---- Text under study
Not cool: Pools cause a rash of roof collapses in Spain

Officials had warned against setting up the small pools on roof terraces.

Two rooftop pool collapses within two weeks caused major damage to a home and a bar in eastern regions of Spain in the wake of officials’ warnings about the potential risks.

A terrace with a detachable pool above El Trebol bar in Terrassa, in in the autonomous community of Catalonia in eastern Spain, about 23 miles (37 kilometers) northwest of Barcelona, collapsed on July 5. The owner was the only person inside the bar when debris rained down at 7 a.m. Police confirmed that the bar owner suffered injuries to one of his legs, but no other injuries were reported, according to local news outlet La Torre.

The rooftop terrace which collapsed because of a swimming pool (Newsflash/Ayto Terrasa-Policia)

A family of seven escaped serious injury on June 23 when an inflatable pool on the rooftop terrace collapsed into their living room in the southeastern city of Elda, in the autonomous community of Valencia. An early investigation suggested that the beams of the roof could not support the weight of the pool.

“The structures of buildings are not prepared to stand the weight of water and a license is needed to set up a swimming pool,” local councilor Carles Caballero tweeted after the incident that damaged the bar in Terrassa.
--------
**Assigned task:**
Keep writing the article on rooftop pool collapses in Spain, picking up after its last sentence. The lines that come next are separate material and aren't part of the article on rooftop pool collapses in Spain.
---- Raw data
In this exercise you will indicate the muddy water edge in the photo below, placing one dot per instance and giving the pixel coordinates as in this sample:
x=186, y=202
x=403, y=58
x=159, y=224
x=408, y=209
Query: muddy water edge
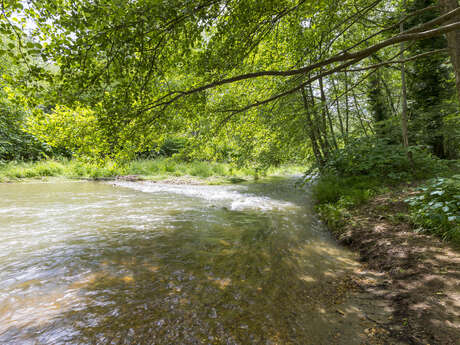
x=153, y=263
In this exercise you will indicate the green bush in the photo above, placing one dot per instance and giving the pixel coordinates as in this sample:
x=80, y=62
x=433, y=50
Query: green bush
x=379, y=158
x=437, y=208
x=346, y=191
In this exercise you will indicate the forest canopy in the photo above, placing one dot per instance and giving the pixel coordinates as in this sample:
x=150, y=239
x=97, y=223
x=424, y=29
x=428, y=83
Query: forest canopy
x=243, y=80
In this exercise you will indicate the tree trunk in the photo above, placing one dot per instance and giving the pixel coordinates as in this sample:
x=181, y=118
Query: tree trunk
x=312, y=132
x=453, y=39
x=404, y=97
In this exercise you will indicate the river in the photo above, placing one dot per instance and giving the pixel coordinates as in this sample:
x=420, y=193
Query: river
x=152, y=263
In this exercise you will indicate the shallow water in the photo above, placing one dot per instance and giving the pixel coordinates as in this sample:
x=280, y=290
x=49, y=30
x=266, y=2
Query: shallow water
x=151, y=263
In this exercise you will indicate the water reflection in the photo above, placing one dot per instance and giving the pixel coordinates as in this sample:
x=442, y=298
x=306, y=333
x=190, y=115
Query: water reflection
x=89, y=263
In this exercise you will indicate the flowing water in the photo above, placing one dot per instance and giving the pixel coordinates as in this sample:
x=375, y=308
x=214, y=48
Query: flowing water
x=152, y=263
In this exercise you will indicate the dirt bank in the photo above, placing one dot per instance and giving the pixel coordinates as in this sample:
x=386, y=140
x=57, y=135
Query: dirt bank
x=419, y=274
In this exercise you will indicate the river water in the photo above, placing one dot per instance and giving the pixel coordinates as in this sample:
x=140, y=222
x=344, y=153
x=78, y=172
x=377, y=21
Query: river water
x=152, y=263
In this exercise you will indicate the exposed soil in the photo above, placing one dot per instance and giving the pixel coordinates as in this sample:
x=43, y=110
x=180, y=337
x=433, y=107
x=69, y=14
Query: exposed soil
x=419, y=274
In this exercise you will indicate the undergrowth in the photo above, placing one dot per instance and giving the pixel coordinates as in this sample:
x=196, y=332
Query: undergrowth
x=366, y=168
x=148, y=168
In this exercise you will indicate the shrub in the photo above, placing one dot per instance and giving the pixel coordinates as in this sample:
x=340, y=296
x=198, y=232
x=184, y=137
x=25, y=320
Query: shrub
x=437, y=208
x=379, y=158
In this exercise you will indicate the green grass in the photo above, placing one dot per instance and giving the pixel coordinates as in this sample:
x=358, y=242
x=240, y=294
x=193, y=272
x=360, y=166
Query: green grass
x=149, y=169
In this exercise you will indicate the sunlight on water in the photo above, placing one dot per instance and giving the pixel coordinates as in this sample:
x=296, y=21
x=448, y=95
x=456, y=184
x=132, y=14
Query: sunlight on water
x=152, y=263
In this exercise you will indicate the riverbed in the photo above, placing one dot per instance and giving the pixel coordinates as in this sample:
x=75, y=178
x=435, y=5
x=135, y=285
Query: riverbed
x=153, y=263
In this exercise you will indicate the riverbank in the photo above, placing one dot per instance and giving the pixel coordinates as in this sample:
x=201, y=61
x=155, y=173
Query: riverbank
x=420, y=272
x=161, y=169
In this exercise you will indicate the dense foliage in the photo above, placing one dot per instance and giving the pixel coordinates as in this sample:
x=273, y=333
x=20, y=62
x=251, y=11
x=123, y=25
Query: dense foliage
x=437, y=207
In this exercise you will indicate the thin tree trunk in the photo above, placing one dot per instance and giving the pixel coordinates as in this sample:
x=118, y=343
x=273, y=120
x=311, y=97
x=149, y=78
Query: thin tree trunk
x=347, y=108
x=358, y=109
x=312, y=132
x=405, y=138
x=338, y=111
x=326, y=112
x=453, y=40
x=319, y=125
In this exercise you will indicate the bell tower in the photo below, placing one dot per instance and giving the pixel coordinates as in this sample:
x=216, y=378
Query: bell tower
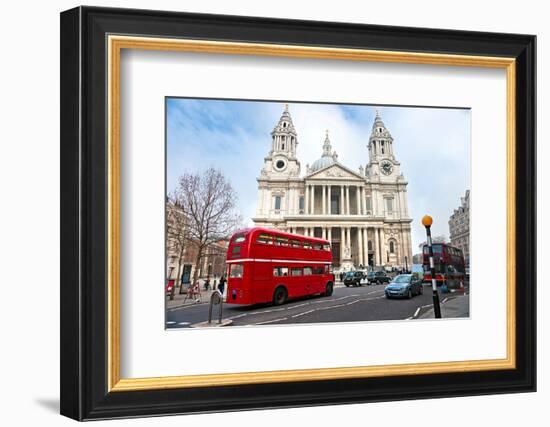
x=381, y=158
x=281, y=159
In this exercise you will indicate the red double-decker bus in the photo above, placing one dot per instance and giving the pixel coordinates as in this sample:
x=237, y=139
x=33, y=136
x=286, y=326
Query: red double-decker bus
x=449, y=265
x=267, y=265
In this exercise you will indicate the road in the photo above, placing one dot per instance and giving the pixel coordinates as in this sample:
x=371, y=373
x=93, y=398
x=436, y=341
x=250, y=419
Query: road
x=345, y=305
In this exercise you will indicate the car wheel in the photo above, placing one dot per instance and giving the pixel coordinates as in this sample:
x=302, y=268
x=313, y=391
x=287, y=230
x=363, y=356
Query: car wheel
x=329, y=289
x=279, y=296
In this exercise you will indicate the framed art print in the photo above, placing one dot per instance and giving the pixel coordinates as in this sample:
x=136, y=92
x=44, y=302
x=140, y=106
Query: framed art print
x=262, y=213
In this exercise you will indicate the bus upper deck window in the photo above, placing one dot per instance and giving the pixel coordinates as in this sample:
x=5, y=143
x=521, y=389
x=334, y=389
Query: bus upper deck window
--------
**Answer section:**
The General Board of Technical Architecture of Spain recently warned residents about the danger of placing swimming pools on roof terraces, particularly during Spain’s coronavirus lockdown and the onset of summer heat. Pool sales as of May had soared by 400%, according to reports citing Spanish manufacturers.

Experts say that terraces can typically support 441 pounds per 10.7 square feet (200 kilograms per square meter), the same weight as a swimming pool containing 8 inches (20 centimeters) of water. However, adult swimming pools can have between 28 inches and 31 inches of water, increasing their pressure to 1,543 pounds to 1,763 pounds per 10.7 square feet.

The rooftop terrace which collapsed because of a swimming pool (Newsflash/Ayto Terrasa-Policia)

Residents need a license from the local council to set up a swimming pool of any size in Spain, including one on a rooftop. It is unclear whether the homeowner or the owner of the property above the bar had the proper license or permission.